:: Texto fornecido ::

+ + + + +

*Texto: Thais Carrança – Role da BBC News Brasil em São Paulo
A discussão sobre reparação histórica pela escravidão e pelos crimes cometidos durante o período colonial não pode se resumir a um diálogo entre Portugal e Brasil, afirma o historiador Luiz Felipe de Alencastro, um dos maiores pesquisadores da escravidão no Brasil.
É preciso trazer Angola e outros países africanos, como Moçambique e Benin, para o debate, defende Alencastro. E o Brasil não pode entrar nessa discussão somente como vítima.
Reparação histórica é um conjunto de ações cujo objetivo é diminuir as injustiças que aconteceram no passado contra certos grupos sociais, e assim promover a igualdade e combater a discriminação.
“Os afro-brasileiros são vítimas, mas houve colonos brasileiros e proprietários, fazendeiros e comerciantes brasileiros [que participaram do tráfico transatlântico de escravizados] já desde antes da independência”, diz o historiador, em entrevista à BBC News Brasil.
“Então, o país também deve assumir a responsabilidade, porque ele foi coparticipante, ao lado de Portugal – e, depois da independência, sozinho –, da pilhagem dos povos africanos”.
Alencastro é professor da Fundação Getúlio Vargas (FGV), em São Paulo, e também professor emérito da Universidade de Sorbonne, em Paris, onde lecionou por 14 anos.

+ + + + +

:: Material ::
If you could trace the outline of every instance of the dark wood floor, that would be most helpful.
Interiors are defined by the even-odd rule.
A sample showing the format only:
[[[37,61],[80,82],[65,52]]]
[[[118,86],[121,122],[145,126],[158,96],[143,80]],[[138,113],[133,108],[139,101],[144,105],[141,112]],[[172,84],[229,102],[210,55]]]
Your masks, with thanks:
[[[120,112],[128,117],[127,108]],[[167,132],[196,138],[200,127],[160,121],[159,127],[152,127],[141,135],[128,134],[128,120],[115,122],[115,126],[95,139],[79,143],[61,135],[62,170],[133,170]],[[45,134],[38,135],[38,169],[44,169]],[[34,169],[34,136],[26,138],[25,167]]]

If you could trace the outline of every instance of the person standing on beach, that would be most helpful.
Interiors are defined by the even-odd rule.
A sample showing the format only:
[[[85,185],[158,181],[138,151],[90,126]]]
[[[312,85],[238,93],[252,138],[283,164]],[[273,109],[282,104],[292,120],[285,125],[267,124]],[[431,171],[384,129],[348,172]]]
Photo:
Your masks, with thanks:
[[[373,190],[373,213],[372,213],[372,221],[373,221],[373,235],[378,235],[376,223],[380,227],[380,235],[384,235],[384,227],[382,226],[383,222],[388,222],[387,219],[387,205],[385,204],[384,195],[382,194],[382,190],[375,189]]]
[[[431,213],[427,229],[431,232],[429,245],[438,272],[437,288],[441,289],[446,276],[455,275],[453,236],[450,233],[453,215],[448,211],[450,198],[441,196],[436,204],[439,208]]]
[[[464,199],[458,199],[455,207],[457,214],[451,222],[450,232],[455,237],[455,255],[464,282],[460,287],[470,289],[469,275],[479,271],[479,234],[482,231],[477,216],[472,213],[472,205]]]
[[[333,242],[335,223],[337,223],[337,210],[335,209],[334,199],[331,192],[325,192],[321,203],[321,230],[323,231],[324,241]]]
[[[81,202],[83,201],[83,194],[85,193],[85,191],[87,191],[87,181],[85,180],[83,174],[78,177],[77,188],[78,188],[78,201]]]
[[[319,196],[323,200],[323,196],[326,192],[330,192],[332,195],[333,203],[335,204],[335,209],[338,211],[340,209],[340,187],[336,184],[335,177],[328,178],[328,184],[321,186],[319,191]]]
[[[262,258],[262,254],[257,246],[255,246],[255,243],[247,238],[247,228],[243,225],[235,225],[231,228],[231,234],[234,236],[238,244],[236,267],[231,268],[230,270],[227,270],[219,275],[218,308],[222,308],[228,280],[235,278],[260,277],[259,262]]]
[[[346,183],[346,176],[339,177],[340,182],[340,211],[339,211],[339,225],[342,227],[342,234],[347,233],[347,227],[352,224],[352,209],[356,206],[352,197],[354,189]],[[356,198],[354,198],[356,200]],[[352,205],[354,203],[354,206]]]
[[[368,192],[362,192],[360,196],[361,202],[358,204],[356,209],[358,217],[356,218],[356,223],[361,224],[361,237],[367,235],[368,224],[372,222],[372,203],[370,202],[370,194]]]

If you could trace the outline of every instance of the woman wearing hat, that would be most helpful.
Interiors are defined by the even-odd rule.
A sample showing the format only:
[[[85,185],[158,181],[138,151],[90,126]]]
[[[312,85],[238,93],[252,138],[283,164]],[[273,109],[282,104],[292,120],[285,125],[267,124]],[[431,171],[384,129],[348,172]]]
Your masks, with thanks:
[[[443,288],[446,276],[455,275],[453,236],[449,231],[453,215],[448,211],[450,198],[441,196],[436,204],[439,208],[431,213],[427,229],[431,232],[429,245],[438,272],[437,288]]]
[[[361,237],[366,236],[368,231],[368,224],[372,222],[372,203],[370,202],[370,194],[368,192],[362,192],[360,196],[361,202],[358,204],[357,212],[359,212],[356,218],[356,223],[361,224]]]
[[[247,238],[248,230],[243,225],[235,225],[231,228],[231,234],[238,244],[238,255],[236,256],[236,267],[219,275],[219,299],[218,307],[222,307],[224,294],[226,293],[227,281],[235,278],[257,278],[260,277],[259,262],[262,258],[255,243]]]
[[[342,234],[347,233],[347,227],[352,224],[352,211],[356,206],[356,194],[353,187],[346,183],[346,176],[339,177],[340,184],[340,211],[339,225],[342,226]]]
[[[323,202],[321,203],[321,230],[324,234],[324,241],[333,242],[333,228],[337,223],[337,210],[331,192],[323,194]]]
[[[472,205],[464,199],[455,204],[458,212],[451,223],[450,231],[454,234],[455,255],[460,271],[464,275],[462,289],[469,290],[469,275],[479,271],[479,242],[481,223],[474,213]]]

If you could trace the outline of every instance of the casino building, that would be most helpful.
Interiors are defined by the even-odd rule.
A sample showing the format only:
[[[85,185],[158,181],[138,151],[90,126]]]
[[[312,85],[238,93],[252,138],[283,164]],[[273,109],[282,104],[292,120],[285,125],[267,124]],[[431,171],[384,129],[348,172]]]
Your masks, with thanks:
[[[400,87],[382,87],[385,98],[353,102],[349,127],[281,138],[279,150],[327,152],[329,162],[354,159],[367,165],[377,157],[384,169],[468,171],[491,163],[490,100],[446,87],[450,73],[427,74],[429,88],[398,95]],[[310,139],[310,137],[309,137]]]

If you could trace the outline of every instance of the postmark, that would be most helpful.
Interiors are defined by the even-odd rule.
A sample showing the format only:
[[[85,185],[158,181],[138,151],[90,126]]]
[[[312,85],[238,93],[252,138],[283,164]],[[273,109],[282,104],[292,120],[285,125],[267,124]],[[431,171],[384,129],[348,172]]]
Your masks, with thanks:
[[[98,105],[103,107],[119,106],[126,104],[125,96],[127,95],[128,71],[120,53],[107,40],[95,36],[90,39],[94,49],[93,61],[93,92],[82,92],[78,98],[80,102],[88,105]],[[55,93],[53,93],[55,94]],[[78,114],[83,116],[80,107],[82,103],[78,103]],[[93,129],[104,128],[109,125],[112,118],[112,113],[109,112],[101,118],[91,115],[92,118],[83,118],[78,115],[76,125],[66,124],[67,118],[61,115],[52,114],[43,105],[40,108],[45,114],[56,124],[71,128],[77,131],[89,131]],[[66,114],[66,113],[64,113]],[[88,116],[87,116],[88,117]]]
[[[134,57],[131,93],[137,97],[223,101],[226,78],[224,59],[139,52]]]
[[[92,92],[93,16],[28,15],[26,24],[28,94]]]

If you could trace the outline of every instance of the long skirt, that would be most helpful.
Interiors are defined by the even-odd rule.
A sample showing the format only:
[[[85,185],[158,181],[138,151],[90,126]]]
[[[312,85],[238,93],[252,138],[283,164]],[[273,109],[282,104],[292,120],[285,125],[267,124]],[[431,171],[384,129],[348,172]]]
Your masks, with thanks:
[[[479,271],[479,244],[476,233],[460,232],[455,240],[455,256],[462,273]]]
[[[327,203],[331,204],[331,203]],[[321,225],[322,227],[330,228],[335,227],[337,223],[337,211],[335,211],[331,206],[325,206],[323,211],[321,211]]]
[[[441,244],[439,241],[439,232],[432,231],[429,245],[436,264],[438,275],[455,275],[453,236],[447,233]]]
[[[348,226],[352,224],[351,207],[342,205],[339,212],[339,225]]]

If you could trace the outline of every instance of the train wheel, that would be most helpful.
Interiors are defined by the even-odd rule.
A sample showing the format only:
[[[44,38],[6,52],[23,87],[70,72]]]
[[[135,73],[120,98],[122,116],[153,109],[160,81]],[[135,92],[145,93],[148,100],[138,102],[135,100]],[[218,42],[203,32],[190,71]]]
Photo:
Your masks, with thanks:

+ + + + +

:: Exercícios ::
A: Liste todos os países citados nominalmente no texto fornecido.
B: Reescreva em forma de lista o parágrafo do texto fornecido que começa com "Alencastro é professor", mantendo os fatos principais.

:: Respostas em ordem ::
A: Portugal, Brasil, Angola, Moçambique, Benin

B:
- Professor da Fundação Getúlio Vargas (FGV), em São Paulo
- Professor emérito da Universidade de Sorbonne, em Paris
- Lecionou na Sorbonne por 14 anos